%%

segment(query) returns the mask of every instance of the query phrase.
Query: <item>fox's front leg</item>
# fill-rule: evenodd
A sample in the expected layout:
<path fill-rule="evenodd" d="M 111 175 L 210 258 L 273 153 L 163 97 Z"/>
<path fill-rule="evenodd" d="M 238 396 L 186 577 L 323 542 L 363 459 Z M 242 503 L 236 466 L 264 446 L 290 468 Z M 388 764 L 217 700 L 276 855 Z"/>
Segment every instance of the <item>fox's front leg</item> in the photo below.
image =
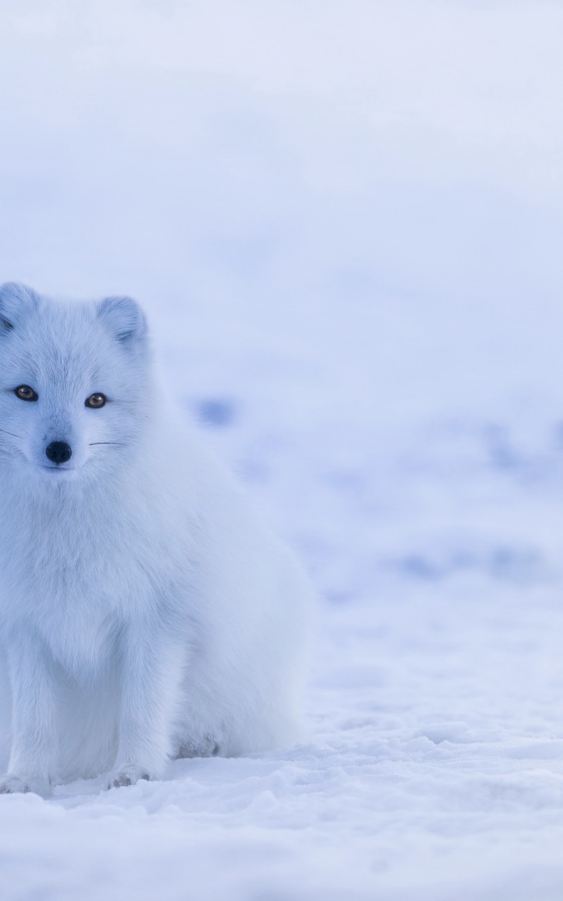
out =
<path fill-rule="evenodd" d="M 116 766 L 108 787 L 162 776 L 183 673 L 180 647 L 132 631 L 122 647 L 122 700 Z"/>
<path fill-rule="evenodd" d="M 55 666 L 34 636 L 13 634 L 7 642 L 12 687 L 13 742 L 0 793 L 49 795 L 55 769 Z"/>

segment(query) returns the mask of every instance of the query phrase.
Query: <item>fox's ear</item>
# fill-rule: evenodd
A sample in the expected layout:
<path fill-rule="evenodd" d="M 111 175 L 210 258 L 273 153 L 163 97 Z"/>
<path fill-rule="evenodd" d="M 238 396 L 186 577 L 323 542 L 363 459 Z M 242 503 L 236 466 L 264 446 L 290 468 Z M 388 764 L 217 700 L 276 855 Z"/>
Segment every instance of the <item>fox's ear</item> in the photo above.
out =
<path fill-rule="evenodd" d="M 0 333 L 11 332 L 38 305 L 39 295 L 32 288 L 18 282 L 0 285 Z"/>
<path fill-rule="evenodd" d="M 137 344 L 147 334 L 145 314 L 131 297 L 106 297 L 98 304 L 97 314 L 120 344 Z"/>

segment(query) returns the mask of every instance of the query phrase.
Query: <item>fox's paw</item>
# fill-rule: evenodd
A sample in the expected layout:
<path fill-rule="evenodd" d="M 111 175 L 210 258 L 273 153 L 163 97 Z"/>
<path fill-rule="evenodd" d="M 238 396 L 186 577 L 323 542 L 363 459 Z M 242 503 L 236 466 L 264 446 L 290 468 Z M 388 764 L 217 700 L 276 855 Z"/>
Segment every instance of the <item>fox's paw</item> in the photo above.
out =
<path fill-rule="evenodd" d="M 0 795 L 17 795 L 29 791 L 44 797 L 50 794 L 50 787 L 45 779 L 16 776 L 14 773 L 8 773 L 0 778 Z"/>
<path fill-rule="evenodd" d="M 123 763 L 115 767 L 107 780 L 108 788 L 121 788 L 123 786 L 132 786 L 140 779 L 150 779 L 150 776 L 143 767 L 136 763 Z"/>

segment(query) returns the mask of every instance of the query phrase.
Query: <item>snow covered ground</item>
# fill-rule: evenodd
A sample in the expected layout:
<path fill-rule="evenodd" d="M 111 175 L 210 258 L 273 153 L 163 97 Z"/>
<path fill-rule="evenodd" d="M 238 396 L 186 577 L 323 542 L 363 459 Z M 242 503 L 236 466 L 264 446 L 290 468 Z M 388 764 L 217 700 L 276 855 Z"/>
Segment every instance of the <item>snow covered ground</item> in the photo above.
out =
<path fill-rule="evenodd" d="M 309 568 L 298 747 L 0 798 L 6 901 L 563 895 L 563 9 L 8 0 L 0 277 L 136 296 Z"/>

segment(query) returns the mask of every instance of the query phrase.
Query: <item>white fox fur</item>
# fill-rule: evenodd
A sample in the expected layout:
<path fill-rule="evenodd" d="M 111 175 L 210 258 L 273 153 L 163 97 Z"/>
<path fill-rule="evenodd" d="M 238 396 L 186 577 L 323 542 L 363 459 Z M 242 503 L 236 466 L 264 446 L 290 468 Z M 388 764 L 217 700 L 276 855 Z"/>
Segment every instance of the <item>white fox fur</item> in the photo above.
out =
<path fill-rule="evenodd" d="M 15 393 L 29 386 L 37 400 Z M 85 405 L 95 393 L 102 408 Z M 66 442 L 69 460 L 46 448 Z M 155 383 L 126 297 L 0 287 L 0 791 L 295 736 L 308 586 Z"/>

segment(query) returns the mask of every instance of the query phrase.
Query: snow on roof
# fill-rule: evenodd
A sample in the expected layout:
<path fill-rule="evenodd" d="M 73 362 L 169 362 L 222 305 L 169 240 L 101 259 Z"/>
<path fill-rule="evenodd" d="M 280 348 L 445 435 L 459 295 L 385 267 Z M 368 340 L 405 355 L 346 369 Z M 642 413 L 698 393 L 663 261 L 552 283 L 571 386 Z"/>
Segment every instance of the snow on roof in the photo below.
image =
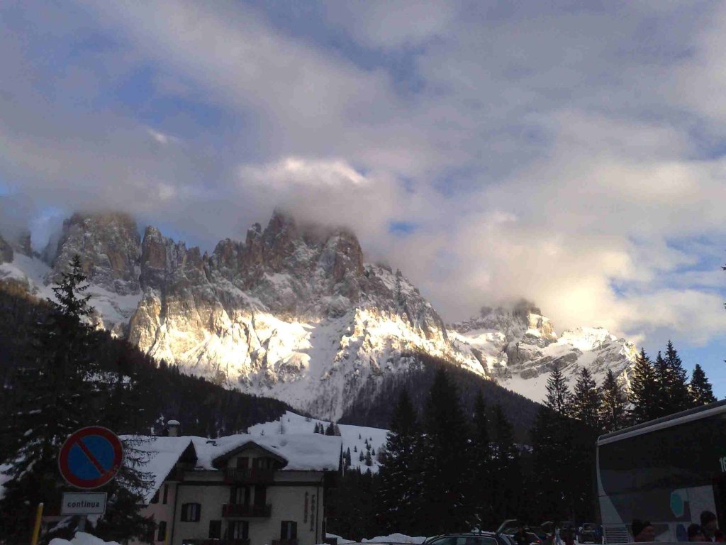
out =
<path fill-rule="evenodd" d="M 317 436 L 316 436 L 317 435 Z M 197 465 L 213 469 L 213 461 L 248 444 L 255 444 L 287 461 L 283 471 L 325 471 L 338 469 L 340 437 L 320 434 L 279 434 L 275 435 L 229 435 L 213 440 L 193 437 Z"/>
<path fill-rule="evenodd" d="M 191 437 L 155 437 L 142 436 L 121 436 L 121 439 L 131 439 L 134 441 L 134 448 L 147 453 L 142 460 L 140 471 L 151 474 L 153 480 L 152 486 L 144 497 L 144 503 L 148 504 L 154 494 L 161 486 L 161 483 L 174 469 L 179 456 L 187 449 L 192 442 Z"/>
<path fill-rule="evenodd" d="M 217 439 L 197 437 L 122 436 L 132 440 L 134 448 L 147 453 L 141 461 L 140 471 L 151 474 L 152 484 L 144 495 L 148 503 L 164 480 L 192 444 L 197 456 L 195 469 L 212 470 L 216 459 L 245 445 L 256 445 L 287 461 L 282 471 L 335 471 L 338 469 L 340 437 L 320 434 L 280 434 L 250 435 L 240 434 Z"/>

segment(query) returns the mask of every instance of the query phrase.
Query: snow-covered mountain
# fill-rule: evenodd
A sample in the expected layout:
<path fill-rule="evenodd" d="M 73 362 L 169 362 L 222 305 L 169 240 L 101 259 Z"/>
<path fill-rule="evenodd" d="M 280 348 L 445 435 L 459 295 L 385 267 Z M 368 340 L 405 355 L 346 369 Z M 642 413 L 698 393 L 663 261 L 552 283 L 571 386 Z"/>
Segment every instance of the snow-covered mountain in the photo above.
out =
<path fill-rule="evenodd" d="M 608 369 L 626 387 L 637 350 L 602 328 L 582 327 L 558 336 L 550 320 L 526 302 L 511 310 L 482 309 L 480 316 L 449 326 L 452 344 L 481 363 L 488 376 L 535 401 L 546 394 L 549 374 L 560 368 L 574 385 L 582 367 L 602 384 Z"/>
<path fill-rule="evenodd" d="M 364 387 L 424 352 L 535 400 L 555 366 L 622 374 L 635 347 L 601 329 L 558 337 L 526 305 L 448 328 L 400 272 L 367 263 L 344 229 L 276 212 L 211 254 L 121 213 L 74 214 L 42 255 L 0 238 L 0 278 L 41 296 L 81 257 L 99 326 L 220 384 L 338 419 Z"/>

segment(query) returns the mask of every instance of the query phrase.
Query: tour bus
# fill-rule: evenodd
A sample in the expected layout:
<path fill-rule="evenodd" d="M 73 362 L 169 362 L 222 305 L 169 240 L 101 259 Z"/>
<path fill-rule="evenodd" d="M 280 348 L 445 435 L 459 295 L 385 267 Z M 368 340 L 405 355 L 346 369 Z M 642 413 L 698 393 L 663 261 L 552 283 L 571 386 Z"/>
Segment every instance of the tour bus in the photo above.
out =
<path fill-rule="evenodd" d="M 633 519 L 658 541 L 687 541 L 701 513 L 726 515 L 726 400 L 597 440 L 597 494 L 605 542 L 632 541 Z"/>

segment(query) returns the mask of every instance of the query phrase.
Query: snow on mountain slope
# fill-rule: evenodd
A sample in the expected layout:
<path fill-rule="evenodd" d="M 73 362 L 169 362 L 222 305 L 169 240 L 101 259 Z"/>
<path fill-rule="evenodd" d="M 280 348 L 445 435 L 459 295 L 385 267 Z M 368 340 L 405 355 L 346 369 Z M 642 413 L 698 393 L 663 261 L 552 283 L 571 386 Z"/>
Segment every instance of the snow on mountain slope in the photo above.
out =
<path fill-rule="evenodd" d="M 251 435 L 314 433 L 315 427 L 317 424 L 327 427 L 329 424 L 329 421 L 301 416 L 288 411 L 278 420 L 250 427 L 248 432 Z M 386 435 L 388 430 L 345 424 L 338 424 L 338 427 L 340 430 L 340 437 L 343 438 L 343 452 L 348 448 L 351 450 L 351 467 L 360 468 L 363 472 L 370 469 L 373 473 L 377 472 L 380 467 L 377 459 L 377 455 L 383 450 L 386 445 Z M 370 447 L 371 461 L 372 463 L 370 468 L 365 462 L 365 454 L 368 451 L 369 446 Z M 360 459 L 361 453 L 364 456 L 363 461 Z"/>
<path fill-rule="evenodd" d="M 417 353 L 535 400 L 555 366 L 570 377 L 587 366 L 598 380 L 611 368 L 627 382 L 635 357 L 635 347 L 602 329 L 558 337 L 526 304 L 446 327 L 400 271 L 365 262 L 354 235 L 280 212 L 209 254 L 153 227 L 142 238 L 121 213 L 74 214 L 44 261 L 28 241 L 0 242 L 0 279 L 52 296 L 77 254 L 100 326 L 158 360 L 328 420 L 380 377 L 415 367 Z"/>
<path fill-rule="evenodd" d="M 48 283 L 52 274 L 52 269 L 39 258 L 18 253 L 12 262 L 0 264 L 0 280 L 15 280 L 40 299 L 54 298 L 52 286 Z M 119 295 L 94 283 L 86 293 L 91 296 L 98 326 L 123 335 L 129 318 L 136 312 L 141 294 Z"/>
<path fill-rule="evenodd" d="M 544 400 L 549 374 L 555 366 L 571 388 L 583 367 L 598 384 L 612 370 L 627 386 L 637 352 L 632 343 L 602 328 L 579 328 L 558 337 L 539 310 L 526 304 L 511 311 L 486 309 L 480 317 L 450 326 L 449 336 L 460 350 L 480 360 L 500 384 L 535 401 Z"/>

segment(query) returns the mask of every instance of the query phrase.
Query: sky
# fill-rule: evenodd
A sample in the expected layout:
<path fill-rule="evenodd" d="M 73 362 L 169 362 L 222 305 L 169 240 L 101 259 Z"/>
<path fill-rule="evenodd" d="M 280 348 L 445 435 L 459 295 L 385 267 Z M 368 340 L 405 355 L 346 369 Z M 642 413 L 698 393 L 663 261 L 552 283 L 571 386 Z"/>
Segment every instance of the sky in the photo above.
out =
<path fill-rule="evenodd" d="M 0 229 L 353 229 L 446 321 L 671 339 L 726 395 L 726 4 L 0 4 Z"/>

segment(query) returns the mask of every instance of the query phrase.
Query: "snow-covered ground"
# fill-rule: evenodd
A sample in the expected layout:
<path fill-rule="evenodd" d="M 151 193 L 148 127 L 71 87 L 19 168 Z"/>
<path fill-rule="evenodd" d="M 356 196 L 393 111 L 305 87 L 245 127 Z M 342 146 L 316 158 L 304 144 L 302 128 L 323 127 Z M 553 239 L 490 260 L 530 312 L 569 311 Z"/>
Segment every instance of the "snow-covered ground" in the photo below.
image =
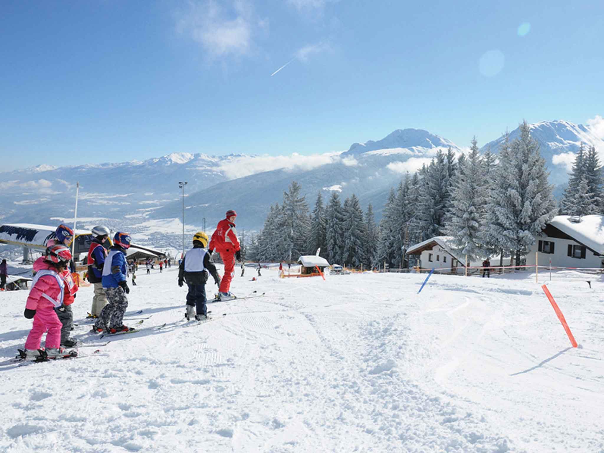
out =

%%

TASK STATEMENT ->
Count the lines of the items above that contain the word "slope", and reply with the number alone.

RESPONSE TO THIS EXERCISE ->
2